List of tasks
• a. Sum up the text on talent and cities in two sentences.
• b. Turn the paragraph of the text on talent and cities that begins "If pictures are worth a thousand words" into a list that keeps its main facts.
• c. According to the text on talent and cities, how does the density of college grads in the center cities of metro areas with more than 3 million people compare with that of metro areas with 1 million to 3 million?

Quoted passage
::::
My own study of the distribution of college graduates in the cities and suburbs of America’s metropolitan areas, conducted with my Martin Prosperity Institute colleagues Charlotta Mellander and Kevin Stolarick, finds the concentration of college grads in the urban core to be especially advanced in America’s largest metro areas. Metro areas with more than 3 million people have nearly twice the density of college grads in their center cities than those with populations of 1 million to 3 million. As metro areas grow larger and more congested, more highly educated and affluent people seek more-central locations. When the alternative is hours of commuting on crowded highways and gridlocked streets, more people are willing to trade their lawns, soaring cathedral ceilings, and multiple bathrooms for a more efficient, less car-dependent way of life.
In today’s economy, the critical resource is talent—and it gravitates to dense, safe, and exciting urban areas. Skeptics like to cite the proverbial chicken-or-the-egg dilemma, saying talent follows jobs, but the reality is a two-way street. Good jobs attract talent and great talent also lures investment and jobs. Quality of place, as I wrote here previously, is the key factor that connects the two. New York Mayor Michael Bloomberg framed it this way recently in the Financial Times:
I have long believed that talent attracts capital far more effectively and consistently than capital attracts talent. The most creative individuals want to live in places that protect personal freedoms, prize diversity, and offer an abundance of cultural opportunities. A city that wants to attract creators must offer a fertile breeding ground for new ideas and innovations. . . . Recent college graduates are flocking to Brooklyn not merely because of employment opportunities, but because it is where some of the most exciting things in the world are happening—in music, art, design, food, shops, technology, and green industry. Economists may not say it this way, but the truth of the matter is: being cool counts. When people can find inspiration in a community that also offers great parks, safe streets, and extensive mass transit, they vote with their feet.
Class Divisions
If pictures are worth a thousand words, a great map is worth much more. The maps on these pages illustrate the extent of the urban comeback across several very different cities. Developed by my research team at the Martin Prosperity Institute at the University of Toronto, they chart the residential locations of the three main socioeconomic classes that populate the United States: the once-dominant but now shrinking blue-collar working class (about 20 percent of the nation’s workforce); the rising highly skilled, highly paid creative class of science, technology, arts, culture, and media workers (about 35 percent); and the even larger and faster-growing service class (about 45 percent), who toil in lower-skill, lower-wage jobs in food preparation, retail sales, personal services, and clerical and administrative work.
::::
Given information
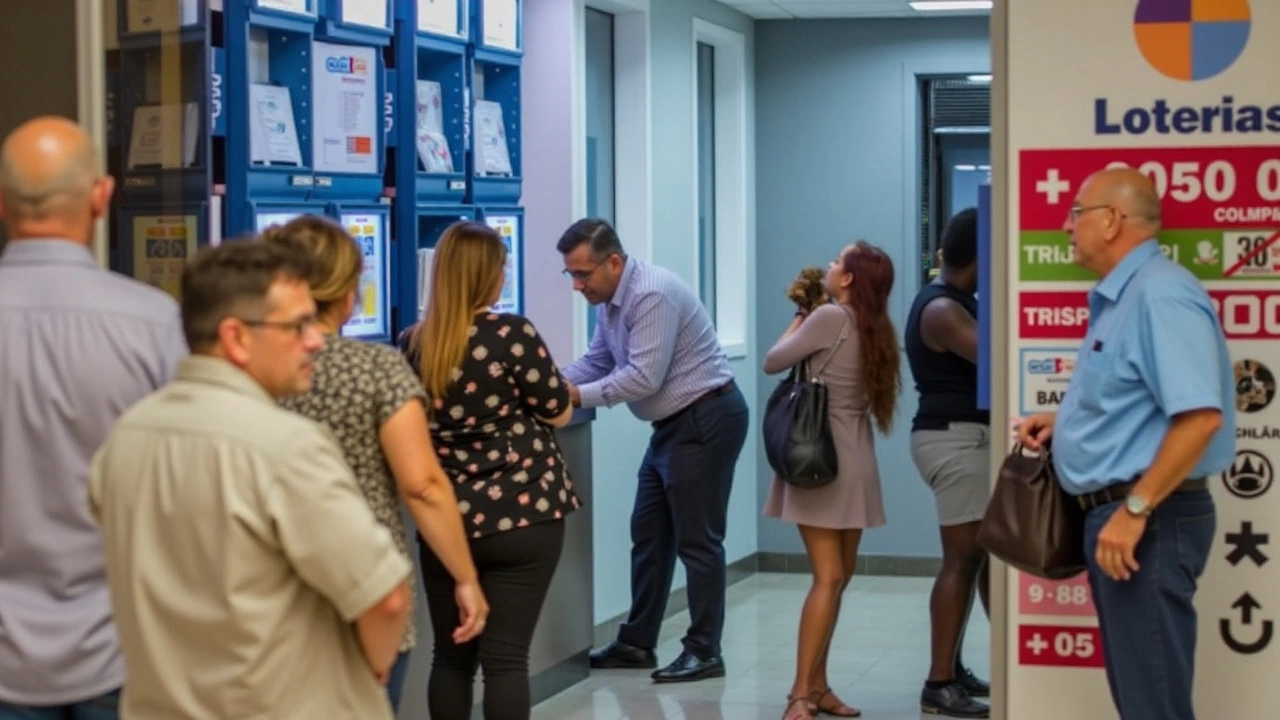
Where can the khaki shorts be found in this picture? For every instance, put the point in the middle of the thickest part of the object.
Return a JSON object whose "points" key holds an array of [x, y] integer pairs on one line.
{"points": [[956, 465]]}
::::
Answers for the tasks
• a. College graduates are especially concentrated in the urban cores of America's largest metro areas, where long commutes lead more educated, affluent people to trade big suburban homes for central, less car-dependent living. Talent is drawn to dense, safe, exciting places and both follows and attracts jobs, and maps from the Martin Prosperity Institute show where the working, creative, and service classes live.

• b.
- A great map is worth more than a thousand words.
- The maps show how far the urban comeback reaches across several very different cities.
- They were developed by the writer's research team at the Martin Prosperity Institute at the University of Toronto.
- They chart where the three main socioeconomic classes of the United States live:
  - Working class: blue-collar, once dominant but now shrinking, about 20 percent of the workforce.
  - Creative class: rising, highly skilled, highly paid workers in science, technology, arts, culture, and media, about 35 percent.
  - Service class: even larger and faster-growing, lower-skill, lower-wage jobs in food preparation, retail sales, personal services, and clerical and administrative work, about 45 percent.

• c. It is nearly twice as high.